Items:

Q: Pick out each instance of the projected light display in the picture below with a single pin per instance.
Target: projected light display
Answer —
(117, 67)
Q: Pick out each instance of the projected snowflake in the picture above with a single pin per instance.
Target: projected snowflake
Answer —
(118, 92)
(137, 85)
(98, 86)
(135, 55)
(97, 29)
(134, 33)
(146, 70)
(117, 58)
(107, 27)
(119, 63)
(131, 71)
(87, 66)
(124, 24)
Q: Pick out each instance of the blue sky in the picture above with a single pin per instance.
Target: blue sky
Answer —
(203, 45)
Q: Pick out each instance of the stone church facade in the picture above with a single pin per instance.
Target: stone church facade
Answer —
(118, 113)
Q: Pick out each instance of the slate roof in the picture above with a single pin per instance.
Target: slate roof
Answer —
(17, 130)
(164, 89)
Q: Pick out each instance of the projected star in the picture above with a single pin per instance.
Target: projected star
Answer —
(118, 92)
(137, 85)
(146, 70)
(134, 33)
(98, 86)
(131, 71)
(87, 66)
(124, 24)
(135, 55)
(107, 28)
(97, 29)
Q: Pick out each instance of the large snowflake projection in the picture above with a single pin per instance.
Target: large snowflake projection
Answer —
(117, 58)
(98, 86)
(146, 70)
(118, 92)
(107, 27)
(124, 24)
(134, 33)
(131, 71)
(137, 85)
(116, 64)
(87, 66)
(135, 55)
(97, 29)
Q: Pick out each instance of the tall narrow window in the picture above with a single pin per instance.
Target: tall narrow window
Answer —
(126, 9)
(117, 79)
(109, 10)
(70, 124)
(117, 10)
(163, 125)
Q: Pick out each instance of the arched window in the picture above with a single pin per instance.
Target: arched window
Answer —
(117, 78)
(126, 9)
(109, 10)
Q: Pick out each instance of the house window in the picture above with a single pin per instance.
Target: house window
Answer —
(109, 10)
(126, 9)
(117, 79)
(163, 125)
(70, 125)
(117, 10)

Work to be completed: Please copy out again the part of the listing above, starting at the line that contains "Q: Pick out each instance of the house" and going through the end of the listing.

Written response:
Q: Pick out each instance of the house window in the picture above with a single pin per instance.
Target: house window
Answer —
(109, 10)
(126, 9)
(117, 79)
(163, 125)
(70, 125)
(117, 10)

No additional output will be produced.